** EXCERPTED RECORDS follows **
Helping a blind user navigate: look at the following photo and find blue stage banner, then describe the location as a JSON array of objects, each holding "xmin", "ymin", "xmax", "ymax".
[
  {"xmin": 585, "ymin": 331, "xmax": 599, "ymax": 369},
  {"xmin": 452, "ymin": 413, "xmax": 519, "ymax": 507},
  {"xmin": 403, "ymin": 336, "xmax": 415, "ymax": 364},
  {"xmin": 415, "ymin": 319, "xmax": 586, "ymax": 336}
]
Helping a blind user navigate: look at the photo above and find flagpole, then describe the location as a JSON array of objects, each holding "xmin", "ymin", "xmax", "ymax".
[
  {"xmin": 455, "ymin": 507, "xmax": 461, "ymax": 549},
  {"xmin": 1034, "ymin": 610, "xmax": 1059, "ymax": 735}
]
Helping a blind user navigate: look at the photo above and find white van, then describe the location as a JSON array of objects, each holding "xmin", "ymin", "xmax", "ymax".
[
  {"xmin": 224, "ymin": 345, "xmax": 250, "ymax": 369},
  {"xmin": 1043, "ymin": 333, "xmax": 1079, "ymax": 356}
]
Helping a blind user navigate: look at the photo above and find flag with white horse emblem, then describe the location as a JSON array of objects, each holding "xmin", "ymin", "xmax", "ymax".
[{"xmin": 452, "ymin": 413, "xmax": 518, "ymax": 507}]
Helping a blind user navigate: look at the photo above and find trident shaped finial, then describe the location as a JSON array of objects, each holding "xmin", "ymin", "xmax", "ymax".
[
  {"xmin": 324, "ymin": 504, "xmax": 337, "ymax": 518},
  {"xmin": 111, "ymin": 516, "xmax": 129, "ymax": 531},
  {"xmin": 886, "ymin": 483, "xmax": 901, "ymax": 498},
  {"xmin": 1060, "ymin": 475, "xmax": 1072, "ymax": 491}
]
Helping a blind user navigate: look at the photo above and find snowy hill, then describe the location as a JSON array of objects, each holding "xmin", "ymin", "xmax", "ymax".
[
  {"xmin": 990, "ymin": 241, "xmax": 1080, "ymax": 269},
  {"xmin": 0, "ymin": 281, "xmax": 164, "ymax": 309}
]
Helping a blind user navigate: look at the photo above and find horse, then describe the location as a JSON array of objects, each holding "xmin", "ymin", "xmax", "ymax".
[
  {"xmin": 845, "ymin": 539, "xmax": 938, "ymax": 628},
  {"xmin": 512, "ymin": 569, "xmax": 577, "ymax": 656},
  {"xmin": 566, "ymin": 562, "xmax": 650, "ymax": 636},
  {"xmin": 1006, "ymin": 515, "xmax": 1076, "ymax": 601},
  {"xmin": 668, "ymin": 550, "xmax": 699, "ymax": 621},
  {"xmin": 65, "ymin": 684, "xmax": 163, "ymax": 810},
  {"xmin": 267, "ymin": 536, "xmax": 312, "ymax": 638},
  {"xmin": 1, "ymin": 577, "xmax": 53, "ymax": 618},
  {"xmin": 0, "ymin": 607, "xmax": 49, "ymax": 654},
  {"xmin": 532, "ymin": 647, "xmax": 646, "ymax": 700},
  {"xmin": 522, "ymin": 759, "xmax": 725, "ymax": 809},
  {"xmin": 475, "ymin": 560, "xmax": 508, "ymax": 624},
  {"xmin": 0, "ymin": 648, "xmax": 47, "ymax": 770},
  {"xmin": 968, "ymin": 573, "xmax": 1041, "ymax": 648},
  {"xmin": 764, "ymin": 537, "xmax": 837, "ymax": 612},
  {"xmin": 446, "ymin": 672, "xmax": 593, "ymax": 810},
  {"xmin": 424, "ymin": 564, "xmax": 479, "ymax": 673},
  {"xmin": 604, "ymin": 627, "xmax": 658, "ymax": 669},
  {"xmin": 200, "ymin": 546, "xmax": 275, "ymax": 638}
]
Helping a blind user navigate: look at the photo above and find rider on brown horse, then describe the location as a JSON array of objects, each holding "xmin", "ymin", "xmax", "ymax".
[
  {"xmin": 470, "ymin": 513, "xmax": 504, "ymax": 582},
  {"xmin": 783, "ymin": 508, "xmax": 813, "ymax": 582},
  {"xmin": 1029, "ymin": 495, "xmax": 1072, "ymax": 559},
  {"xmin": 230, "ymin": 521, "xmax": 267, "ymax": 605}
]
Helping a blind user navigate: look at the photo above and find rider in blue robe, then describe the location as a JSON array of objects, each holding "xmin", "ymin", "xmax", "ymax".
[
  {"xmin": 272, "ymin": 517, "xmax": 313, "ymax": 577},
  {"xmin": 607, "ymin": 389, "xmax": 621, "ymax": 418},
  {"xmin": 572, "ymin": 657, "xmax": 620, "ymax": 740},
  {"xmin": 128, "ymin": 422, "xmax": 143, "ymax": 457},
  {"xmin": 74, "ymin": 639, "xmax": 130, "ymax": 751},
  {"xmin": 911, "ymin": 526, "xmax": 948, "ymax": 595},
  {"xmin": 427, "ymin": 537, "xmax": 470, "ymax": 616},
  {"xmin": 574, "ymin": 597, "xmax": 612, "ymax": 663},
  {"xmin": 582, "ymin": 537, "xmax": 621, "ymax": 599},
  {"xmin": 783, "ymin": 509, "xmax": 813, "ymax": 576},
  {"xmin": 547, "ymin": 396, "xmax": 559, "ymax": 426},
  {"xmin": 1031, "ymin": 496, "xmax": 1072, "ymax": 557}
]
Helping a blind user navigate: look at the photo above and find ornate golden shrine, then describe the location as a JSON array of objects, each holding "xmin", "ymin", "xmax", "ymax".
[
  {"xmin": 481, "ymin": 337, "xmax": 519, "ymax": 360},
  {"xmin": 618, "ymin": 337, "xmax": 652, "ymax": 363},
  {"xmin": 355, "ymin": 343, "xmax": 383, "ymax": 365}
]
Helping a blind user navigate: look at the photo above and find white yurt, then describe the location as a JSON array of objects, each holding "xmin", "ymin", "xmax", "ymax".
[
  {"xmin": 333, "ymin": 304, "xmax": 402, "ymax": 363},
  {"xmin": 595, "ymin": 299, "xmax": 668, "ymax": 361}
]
** End of EXCERPTED RECORDS **
● TASK ITEM
All the lines above should be written out once more, exactly.

● RESPONSE BOX
Helping a blind user navigate: look at the following photo and find blue stage banner, then describe the location as a JSON array of objects, each holding "xmin", "ymin", "xmax", "ymax".
[
  {"xmin": 585, "ymin": 331, "xmax": 599, "ymax": 369},
  {"xmin": 452, "ymin": 413, "xmax": 519, "ymax": 507},
  {"xmin": 403, "ymin": 336, "xmax": 415, "ymax": 364},
  {"xmin": 415, "ymin": 319, "xmax": 586, "ymax": 336}
]
Helping a blind user navigate: look at the photo above and find flagpole, then describe the location as a JSON array of objects, each holding "xmin", "ymin", "xmax", "ymax".
[
  {"xmin": 455, "ymin": 507, "xmax": 461, "ymax": 549},
  {"xmin": 1034, "ymin": 610, "xmax": 1059, "ymax": 735}
]
Helping a blind user navigate: look at the photo above and find white van, then describe the location as a JSON array of objects, each holding "xmin", "ymin", "xmax", "ymax".
[
  {"xmin": 224, "ymin": 345, "xmax": 250, "ymax": 369},
  {"xmin": 1043, "ymin": 333, "xmax": 1079, "ymax": 356}
]
Helping a blind user navigate: look at the photo above and find flag with white horse emblem, then describe the location as a JSON array of objects, each holding "xmin", "ymin", "xmax", "ymax".
[{"xmin": 452, "ymin": 413, "xmax": 518, "ymax": 507}]
Helping a blind user navigate: look at the photo above and find trident shaped finial, then describe the location as a JSON array of objects, each holding "xmin", "ymin", "xmax", "ymax".
[
  {"xmin": 324, "ymin": 504, "xmax": 337, "ymax": 518},
  {"xmin": 111, "ymin": 516, "xmax": 129, "ymax": 531},
  {"xmin": 886, "ymin": 483, "xmax": 901, "ymax": 498},
  {"xmin": 1060, "ymin": 475, "xmax": 1072, "ymax": 491}
]
Helping a blind user navigate: look at the photo above and find snowy hill, then describe the location as a JSON array of objects, each holding "xmin", "ymin", "xmax", "ymax".
[
  {"xmin": 990, "ymin": 241, "xmax": 1080, "ymax": 269},
  {"xmin": 0, "ymin": 281, "xmax": 164, "ymax": 309}
]
Helping a blind user navigate: look at the photo above and find horse, then describe the location as a JSON array of objects, each holding "xmin", "ymin", "xmax", "ymax".
[
  {"xmin": 845, "ymin": 539, "xmax": 938, "ymax": 628},
  {"xmin": 512, "ymin": 569, "xmax": 577, "ymax": 656},
  {"xmin": 566, "ymin": 562, "xmax": 650, "ymax": 636},
  {"xmin": 1006, "ymin": 515, "xmax": 1076, "ymax": 601},
  {"xmin": 668, "ymin": 550, "xmax": 699, "ymax": 621},
  {"xmin": 65, "ymin": 684, "xmax": 163, "ymax": 810},
  {"xmin": 267, "ymin": 536, "xmax": 312, "ymax": 638},
  {"xmin": 1, "ymin": 577, "xmax": 53, "ymax": 618},
  {"xmin": 0, "ymin": 607, "xmax": 49, "ymax": 654},
  {"xmin": 532, "ymin": 647, "xmax": 646, "ymax": 700},
  {"xmin": 522, "ymin": 759, "xmax": 725, "ymax": 809},
  {"xmin": 475, "ymin": 560, "xmax": 508, "ymax": 624},
  {"xmin": 0, "ymin": 648, "xmax": 47, "ymax": 770},
  {"xmin": 968, "ymin": 573, "xmax": 1041, "ymax": 648},
  {"xmin": 764, "ymin": 537, "xmax": 837, "ymax": 612},
  {"xmin": 446, "ymin": 672, "xmax": 593, "ymax": 810},
  {"xmin": 424, "ymin": 564, "xmax": 479, "ymax": 673},
  {"xmin": 604, "ymin": 627, "xmax": 658, "ymax": 669},
  {"xmin": 200, "ymin": 546, "xmax": 275, "ymax": 638}
]
Helping a blind user navigate: look at the photo above and find rider on brown horse, then describe the location as a JSON array of objects, each holding "xmin", "ymin", "xmax", "ymax".
[
  {"xmin": 470, "ymin": 513, "xmax": 504, "ymax": 582},
  {"xmin": 783, "ymin": 508, "xmax": 813, "ymax": 582},
  {"xmin": 1029, "ymin": 495, "xmax": 1072, "ymax": 559},
  {"xmin": 230, "ymin": 521, "xmax": 267, "ymax": 605}
]
Helping a blind user navigate: look at the photo above and find rider in blue robe, then describe the location as a JSON array of objects, each holding "xmin", "ymin", "xmax", "ymax".
[
  {"xmin": 272, "ymin": 517, "xmax": 313, "ymax": 577},
  {"xmin": 607, "ymin": 389, "xmax": 621, "ymax": 418},
  {"xmin": 572, "ymin": 657, "xmax": 620, "ymax": 740},
  {"xmin": 128, "ymin": 422, "xmax": 143, "ymax": 457},
  {"xmin": 74, "ymin": 639, "xmax": 130, "ymax": 751},
  {"xmin": 911, "ymin": 526, "xmax": 948, "ymax": 595},
  {"xmin": 427, "ymin": 537, "xmax": 470, "ymax": 616},
  {"xmin": 574, "ymin": 597, "xmax": 612, "ymax": 663},
  {"xmin": 582, "ymin": 537, "xmax": 621, "ymax": 599},
  {"xmin": 783, "ymin": 509, "xmax": 813, "ymax": 576},
  {"xmin": 547, "ymin": 396, "xmax": 559, "ymax": 426},
  {"xmin": 1031, "ymin": 496, "xmax": 1072, "ymax": 557}
]
Helping a blind user navigate: look at the photo above and find ornate golden shrine, then describe the location as a JSON array of objects, each holding "xmin", "ymin", "xmax", "ymax".
[
  {"xmin": 481, "ymin": 337, "xmax": 519, "ymax": 360},
  {"xmin": 618, "ymin": 337, "xmax": 652, "ymax": 363},
  {"xmin": 355, "ymin": 343, "xmax": 383, "ymax": 365}
]
Helping a blind user navigate: look at the photo above and find white yurt, then describe the location as a JSON array of objects, each holding "xmin", "ymin", "xmax", "ymax".
[
  {"xmin": 333, "ymin": 304, "xmax": 402, "ymax": 363},
  {"xmin": 595, "ymin": 299, "xmax": 668, "ymax": 361}
]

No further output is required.